▶ [DATASET EXTRACT]
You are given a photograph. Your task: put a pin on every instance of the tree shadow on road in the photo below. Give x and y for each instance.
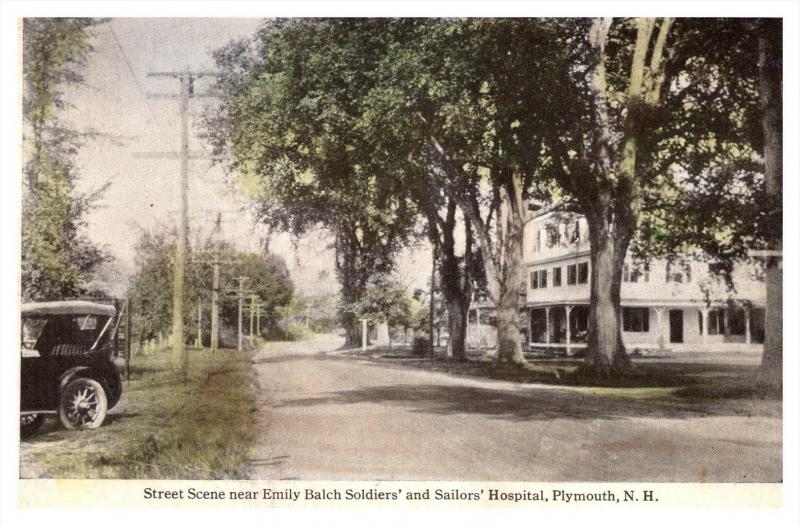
(539, 404)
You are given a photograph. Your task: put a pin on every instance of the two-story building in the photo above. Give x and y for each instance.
(680, 306)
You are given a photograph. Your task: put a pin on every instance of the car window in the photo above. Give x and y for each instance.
(86, 322)
(31, 330)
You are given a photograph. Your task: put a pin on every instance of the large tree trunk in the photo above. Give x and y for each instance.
(457, 327)
(455, 275)
(771, 91)
(606, 351)
(510, 277)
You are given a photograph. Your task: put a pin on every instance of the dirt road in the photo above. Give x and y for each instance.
(329, 416)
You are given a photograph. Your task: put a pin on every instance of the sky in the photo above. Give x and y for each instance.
(143, 193)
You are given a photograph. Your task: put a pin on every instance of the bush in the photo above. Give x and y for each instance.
(421, 346)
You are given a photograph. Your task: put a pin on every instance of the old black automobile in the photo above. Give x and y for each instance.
(67, 364)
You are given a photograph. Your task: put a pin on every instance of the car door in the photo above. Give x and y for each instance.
(33, 368)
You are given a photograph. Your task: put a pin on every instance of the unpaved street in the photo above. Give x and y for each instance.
(338, 417)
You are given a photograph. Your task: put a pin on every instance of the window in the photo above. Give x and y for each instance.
(677, 276)
(553, 235)
(632, 275)
(576, 232)
(636, 319)
(716, 321)
(583, 273)
(572, 272)
(737, 322)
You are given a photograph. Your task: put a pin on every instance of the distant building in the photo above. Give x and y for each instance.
(679, 306)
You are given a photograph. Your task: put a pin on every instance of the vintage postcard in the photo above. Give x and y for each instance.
(357, 260)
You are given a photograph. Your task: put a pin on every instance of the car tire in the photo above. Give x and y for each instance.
(29, 424)
(83, 404)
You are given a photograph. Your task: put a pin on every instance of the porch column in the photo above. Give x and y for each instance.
(704, 325)
(569, 330)
(747, 336)
(659, 326)
(547, 325)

▶ [WHAT YOU NEED TO DO]
Rewrite all the items above, replacing "put a pin on" with "mark" and keeping everything else the same. Leave out the pictures.

▶ [SOLUTION BELOW]
You are given a photograph. Your task: mark every instance of the tree shadow on road in the photo below. Give x and y for each instance.
(539, 404)
You are given a photograph. Your task: mark every instance of the two-story building in the photo above. Give x and y for each instance.
(680, 306)
You are given a photograph. Your task: mark every instance of the car window in the photo above. Give x and y for each instance.
(86, 322)
(31, 330)
You are given a photograph. Your task: mark every instance of the large tree trunk in the photo above. Give x and y for each instance.
(457, 327)
(455, 275)
(771, 91)
(606, 351)
(510, 277)
You are given a photograph. Your task: mark every instance of the dirt road in the photo above. Give x and y for each instance.
(329, 416)
You are given a photograph. Your task: mark every instance of the sky in the photo above. Give x and y for each instance.
(143, 193)
You are given a photograph. Your task: mark every instance of the bush in the photo above. Give x and y for each instance.
(421, 346)
You are given a photograph. Your task: mark every instance of the old black automobile in the photo above. Give x and y for each instance.
(67, 364)
You are given a photograph. Your task: mark every instance of the car door in the photo above. Give x and y for each instance.
(33, 368)
You are given a photograph. Your task: mark every instance of the unpaved street in the photo above. Give x and y for each instance.
(338, 417)
You are given a photograph. Your task: mark every instance of the window in the photo above. Give x and y for each instance.
(677, 276)
(553, 235)
(632, 275)
(576, 232)
(636, 319)
(716, 321)
(583, 273)
(572, 272)
(737, 322)
You are given a photograph. Your task: mark every instance of the distant building in the photo above. Give x and y for each instance.
(679, 306)
You are given a photograph. Your task: mark every instance of the vintage postcard in the photo above. Give x and y for each instance.
(357, 260)
You are given a photograph. Your task: mark every instance of the car tire in the photo above. Give x and y for each instance.
(29, 424)
(83, 404)
You are given a photograph. Your task: mark every instance of the porch column in the photo above. Give x and y for each instance.
(704, 325)
(569, 330)
(747, 336)
(659, 326)
(547, 325)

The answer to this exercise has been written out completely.